Exercise data start

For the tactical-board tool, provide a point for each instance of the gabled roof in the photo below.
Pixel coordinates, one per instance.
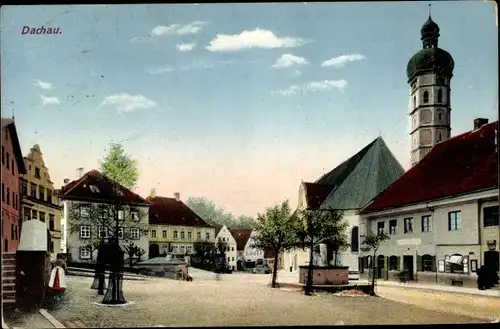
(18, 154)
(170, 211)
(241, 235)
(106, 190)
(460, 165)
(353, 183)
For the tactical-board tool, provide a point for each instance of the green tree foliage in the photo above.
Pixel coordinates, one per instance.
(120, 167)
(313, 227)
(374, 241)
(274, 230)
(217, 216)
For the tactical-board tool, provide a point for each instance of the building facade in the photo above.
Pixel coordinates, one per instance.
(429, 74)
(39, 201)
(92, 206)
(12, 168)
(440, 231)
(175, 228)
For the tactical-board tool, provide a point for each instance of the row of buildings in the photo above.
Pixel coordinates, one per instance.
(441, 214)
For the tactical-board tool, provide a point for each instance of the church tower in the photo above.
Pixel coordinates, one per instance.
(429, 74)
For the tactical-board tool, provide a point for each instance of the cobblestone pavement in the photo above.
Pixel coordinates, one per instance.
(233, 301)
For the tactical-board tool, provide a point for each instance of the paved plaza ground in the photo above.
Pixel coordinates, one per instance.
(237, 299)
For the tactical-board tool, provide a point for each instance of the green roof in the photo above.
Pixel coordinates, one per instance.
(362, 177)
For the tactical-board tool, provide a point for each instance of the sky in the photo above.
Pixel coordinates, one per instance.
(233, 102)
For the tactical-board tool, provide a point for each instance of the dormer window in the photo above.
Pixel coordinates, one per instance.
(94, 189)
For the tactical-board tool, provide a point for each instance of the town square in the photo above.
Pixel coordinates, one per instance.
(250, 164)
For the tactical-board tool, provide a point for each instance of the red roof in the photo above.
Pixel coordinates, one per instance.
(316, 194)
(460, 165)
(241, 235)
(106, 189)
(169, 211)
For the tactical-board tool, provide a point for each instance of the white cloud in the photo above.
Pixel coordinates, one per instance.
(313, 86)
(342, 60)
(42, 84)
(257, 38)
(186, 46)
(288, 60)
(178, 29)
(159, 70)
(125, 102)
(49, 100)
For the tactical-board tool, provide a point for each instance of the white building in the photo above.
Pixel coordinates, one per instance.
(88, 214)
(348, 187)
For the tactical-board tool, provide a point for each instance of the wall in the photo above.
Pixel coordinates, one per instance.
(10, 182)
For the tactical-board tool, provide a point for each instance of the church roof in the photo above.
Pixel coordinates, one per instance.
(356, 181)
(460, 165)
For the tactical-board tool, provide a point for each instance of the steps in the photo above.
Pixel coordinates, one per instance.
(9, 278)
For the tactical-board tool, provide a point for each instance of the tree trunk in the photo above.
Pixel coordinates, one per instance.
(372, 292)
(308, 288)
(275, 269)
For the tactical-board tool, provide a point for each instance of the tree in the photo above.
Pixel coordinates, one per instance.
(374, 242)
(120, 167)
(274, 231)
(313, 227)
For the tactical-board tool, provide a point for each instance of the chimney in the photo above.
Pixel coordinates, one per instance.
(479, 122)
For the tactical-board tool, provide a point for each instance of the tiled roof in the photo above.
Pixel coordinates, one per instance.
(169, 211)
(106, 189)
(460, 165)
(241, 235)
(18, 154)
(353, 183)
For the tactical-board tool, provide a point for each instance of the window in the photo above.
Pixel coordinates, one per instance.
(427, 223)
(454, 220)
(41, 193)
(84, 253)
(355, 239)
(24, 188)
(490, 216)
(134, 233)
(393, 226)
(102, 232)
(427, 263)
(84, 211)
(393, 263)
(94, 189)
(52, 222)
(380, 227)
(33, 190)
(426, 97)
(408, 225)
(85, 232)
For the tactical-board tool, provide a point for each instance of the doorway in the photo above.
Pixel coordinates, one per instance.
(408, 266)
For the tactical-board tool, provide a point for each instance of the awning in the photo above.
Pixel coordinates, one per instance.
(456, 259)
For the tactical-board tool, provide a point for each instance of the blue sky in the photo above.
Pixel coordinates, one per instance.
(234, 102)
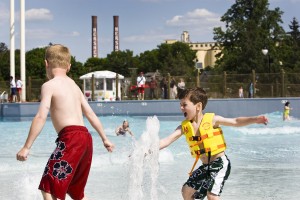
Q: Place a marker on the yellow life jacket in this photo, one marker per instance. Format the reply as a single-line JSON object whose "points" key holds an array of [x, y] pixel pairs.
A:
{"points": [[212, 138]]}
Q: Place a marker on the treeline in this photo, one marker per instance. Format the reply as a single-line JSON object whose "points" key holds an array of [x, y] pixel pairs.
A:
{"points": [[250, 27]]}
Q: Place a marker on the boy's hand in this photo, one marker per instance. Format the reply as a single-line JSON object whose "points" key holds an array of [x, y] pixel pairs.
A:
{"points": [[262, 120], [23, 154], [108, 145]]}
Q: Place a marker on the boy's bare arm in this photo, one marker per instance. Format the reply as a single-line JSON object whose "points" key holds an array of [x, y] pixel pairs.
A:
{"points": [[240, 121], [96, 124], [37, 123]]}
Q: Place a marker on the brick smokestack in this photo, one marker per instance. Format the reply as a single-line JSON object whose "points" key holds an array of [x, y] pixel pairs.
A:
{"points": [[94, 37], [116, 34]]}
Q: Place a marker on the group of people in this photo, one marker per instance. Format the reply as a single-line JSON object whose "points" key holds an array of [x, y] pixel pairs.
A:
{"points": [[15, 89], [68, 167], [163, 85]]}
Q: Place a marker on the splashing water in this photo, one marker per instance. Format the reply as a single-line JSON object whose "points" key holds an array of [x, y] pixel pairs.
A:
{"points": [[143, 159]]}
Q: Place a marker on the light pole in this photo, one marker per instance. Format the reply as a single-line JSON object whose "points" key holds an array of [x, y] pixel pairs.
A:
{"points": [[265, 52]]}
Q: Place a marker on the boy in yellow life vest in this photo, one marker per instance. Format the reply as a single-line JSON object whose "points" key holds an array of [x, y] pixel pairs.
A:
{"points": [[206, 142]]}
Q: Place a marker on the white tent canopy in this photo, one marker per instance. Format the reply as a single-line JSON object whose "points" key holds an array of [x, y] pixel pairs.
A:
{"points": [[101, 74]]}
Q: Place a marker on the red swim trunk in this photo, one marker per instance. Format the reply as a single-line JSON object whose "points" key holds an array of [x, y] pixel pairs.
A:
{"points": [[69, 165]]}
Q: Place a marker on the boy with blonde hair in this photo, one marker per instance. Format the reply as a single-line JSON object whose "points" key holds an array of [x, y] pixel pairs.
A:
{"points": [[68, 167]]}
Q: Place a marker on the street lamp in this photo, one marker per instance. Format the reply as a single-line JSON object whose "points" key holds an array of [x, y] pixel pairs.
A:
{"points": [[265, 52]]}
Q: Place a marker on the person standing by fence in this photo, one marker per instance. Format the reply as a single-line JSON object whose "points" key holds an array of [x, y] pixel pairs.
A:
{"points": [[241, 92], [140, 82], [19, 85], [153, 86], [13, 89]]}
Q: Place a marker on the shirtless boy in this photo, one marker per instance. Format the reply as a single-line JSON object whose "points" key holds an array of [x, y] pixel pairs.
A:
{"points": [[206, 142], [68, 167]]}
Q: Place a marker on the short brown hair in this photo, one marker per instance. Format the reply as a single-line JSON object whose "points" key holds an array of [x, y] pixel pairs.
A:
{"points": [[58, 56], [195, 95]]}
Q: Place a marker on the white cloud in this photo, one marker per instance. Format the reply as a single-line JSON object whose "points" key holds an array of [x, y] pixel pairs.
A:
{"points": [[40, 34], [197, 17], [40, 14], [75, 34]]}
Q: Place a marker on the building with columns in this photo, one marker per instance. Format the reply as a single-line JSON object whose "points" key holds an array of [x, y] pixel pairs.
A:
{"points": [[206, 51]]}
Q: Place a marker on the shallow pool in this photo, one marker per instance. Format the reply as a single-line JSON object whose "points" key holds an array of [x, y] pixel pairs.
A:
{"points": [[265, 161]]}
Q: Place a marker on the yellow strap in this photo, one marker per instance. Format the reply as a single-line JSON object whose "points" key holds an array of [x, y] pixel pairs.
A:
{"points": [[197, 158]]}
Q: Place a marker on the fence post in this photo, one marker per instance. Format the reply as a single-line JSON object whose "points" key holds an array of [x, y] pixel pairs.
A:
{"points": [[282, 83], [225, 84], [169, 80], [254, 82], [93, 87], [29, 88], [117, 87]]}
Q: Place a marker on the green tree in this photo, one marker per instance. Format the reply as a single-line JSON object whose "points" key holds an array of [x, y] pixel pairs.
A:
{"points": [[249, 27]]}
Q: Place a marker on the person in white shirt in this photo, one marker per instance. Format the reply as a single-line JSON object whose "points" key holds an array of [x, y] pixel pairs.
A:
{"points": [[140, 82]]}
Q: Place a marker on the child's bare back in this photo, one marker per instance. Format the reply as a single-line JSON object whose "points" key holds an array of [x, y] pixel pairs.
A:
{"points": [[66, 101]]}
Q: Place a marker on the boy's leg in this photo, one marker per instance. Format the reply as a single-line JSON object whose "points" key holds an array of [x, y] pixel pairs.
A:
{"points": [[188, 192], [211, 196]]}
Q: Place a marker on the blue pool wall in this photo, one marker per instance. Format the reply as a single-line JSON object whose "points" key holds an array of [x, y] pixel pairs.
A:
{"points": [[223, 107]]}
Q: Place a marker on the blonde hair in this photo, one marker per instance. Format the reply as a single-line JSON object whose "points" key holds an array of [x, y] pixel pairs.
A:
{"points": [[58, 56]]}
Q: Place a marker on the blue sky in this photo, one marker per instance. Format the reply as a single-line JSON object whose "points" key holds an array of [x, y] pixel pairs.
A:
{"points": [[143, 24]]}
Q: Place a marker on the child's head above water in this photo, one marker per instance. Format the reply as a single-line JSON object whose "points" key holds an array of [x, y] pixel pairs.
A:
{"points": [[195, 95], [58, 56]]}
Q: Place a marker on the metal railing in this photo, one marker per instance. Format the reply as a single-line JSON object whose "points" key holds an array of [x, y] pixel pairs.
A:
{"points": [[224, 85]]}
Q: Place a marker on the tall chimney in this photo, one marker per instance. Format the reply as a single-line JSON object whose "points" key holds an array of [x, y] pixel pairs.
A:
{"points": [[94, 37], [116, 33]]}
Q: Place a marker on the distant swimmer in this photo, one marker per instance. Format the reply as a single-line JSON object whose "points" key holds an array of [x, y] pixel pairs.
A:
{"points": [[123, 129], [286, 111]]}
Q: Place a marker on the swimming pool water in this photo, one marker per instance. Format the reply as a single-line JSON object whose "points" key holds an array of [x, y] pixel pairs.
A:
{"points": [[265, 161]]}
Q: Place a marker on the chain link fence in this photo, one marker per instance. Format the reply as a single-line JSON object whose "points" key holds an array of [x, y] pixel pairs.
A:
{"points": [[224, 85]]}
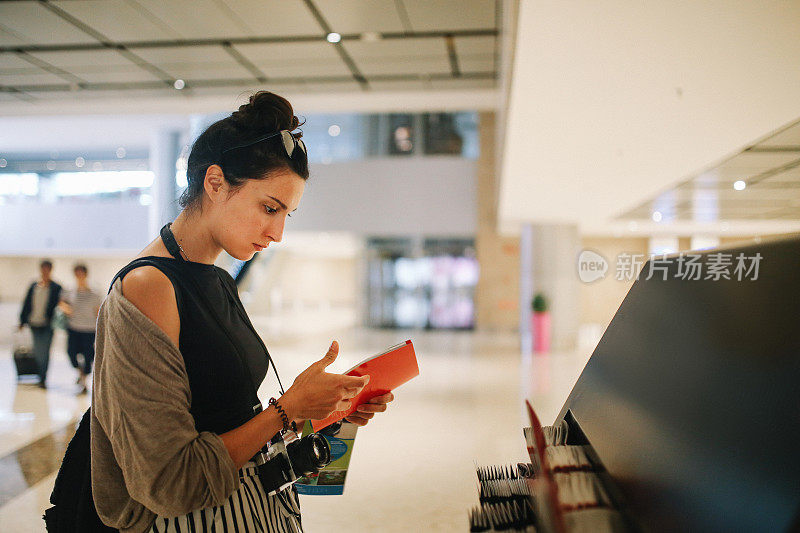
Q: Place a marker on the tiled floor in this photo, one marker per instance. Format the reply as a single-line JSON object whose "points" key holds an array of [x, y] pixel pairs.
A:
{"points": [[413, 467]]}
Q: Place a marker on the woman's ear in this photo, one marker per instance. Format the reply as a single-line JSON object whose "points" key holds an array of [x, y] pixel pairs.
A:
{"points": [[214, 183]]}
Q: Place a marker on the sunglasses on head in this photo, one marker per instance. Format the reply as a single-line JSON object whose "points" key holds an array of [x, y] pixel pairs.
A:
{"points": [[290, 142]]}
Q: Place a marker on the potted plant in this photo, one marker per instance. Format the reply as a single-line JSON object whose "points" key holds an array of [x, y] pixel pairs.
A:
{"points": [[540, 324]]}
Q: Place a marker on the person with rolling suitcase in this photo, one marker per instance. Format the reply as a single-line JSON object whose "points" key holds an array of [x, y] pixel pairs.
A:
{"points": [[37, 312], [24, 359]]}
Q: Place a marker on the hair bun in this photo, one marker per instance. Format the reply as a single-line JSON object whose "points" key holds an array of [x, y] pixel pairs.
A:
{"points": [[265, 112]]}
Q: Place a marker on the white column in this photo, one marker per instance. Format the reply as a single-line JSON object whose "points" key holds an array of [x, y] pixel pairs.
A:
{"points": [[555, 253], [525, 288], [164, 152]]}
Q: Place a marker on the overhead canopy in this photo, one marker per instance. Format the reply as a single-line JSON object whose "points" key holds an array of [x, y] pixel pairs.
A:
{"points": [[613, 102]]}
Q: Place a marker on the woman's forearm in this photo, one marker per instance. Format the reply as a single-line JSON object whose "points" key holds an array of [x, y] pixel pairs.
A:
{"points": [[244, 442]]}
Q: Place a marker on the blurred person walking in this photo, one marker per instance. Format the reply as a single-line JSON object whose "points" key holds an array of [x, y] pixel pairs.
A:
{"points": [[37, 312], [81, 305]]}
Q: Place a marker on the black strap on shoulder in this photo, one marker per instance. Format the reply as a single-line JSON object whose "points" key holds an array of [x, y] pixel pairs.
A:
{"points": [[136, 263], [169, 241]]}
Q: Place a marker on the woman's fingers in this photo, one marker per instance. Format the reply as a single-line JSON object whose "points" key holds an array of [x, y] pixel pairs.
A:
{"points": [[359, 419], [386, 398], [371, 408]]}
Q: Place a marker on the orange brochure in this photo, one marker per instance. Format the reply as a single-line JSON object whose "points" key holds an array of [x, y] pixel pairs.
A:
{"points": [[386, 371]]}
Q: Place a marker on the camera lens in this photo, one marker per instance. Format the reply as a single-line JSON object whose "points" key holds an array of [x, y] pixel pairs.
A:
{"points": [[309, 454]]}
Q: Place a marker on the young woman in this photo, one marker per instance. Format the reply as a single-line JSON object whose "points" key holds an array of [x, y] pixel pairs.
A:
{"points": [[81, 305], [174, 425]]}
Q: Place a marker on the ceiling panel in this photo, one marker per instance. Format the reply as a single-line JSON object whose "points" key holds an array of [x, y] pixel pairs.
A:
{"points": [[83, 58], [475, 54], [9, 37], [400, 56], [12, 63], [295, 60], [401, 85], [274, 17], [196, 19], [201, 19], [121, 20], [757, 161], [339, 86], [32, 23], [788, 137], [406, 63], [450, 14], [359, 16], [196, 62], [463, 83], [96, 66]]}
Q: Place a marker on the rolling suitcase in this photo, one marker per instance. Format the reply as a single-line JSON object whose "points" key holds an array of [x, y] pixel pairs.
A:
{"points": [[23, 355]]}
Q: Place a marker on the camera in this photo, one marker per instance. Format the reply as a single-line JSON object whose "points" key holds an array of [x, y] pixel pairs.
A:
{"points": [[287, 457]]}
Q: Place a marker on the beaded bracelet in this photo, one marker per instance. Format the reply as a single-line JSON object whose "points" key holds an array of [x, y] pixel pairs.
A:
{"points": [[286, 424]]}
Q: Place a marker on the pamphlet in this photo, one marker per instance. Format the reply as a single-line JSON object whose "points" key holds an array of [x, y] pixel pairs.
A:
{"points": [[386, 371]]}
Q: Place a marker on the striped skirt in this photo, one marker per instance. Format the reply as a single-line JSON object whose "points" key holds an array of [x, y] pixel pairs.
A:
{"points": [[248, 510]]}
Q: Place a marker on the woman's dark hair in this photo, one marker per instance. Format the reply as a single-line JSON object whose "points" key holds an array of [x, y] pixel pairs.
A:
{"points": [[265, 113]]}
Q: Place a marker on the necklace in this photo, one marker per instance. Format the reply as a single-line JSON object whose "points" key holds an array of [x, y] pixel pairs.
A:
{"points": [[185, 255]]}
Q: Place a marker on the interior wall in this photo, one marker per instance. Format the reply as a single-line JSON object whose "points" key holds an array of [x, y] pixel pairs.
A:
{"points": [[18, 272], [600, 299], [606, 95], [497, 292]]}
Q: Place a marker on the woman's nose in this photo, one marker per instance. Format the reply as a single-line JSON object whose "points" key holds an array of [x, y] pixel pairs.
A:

Exercise data end

Return exactly the lines from the one containing "Q: Place a marker on the rolling" through the last line of the records above, both included, and nothing else.

Result of the exercise =>
Q: Place a marker on the rolling suitcase in this photo, one marker per instance. Format the reply as a single-line JSON object whose "points" key holds an array of [x, y] pixel pairs.
A:
{"points": [[23, 355]]}
Q: Place a marker on the camera in this photo, one marker per instance. Format the reply as a single-line JSON object whose "points" key holds an array of [x, y] pixel pairs.
A:
{"points": [[287, 457]]}
Q: Place a marker on the beaded bracelet in this photo, one marker per instance. Format the reply as a single-line JSON object whose "points" key holds an array of [x, y] pixel pairs.
A:
{"points": [[286, 424]]}
Q: Place a marker on the pamphlet in this photo, one marker per instance. Format the reply as a single-line JSON object whose "points" key holds an array of [x, y] pixel pairs.
A:
{"points": [[386, 371]]}
Q: Place a marker on the striped skirt in this photo, one marker per instance. Format the reply as a single-line JSON object whose "points" key holds an array of [x, y] pixel pairs.
A:
{"points": [[248, 510]]}
Q: Place a marker on the woman's dark hair in this photo, one marker per instance. Format the reply as a single-line JSON object whose "points" key holds an array of [x, y] pixel pairs.
A:
{"points": [[265, 113]]}
Q: Place a marker on the necklace in this photo, one marker per instance. Format the reply as a single-line JSON object whose "points" key holds an array of [x, y] pixel pairs.
A:
{"points": [[185, 255]]}
Q: Place a marker on the interior wall in this photo, one marker per instance. Format the reply as a single-line JSON object whose "points" key holds an array of [x, y] pixel pairs.
A:
{"points": [[18, 272], [600, 299], [606, 95], [497, 292]]}
Q: Place a marker on the woman's nose in this photo, one marker per instance. Format the reply as a single-line JSON object whose "points" key holds an array of [x, y] pixel pairs.
A:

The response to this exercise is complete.